:: TASK INSTRUCTIONS ::
Rewrite every line of the entries from the start through the line holding "point(119, 93)", inclusive, adding 65 to each x and y coordinate in the point answers. Leave the pictures out.

:: SUPPLIED INFORMATION ::
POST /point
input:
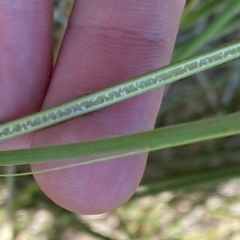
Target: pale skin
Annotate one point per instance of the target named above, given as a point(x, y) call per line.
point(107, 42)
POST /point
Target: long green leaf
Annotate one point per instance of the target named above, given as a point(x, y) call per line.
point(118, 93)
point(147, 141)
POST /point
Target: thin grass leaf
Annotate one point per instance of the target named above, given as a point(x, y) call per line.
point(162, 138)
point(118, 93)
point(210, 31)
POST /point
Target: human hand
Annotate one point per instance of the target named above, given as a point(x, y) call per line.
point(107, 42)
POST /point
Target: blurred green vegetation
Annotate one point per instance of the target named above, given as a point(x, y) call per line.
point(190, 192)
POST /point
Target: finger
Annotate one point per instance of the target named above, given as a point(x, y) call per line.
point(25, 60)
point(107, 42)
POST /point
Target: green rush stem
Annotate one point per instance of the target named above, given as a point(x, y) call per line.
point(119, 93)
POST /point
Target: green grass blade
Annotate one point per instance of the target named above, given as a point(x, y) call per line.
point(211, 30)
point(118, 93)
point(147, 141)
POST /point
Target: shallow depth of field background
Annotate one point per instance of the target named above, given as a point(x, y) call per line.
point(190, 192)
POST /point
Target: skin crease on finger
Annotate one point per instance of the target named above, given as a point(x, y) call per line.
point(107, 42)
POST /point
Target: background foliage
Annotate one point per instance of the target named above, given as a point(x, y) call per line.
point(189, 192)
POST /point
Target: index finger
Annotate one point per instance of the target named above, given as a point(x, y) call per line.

:: OUTPUT FOR THIS EXERCISE ::
POST /point
input:
Target: pale skin
Annotate one point per instance of the target named above, given as a point(x, y) call per line.
point(172, 107)
POST /point
Target: long green leaf
Annotate one point per instance of the target named above, given as a point(x, y) call per line.
point(183, 158)
point(212, 206)
POST /point
Target: thin grass leaf
Annotate one point per instance of the target named above, given as a point(x, y) call per line.
point(227, 203)
point(183, 158)
point(275, 96)
POST /point
Target: human hand
Annotate one point per instance of the target named above, given as a point(x, y) call per line.
point(172, 107)
POST /point
Target: blurred green vegetation
Annotate one point per instance of the target named above, given as a point(x, y) call per line.
point(255, 257)
POST /point
Target: finger
Annotate one point per instance of the target named above, given as a point(x, y) call per line.
point(90, 125)
point(172, 107)
POST /point
Target: green rush stem
Annotate one point per instance of the target named above, given as a point(x, y) call per line.
point(184, 158)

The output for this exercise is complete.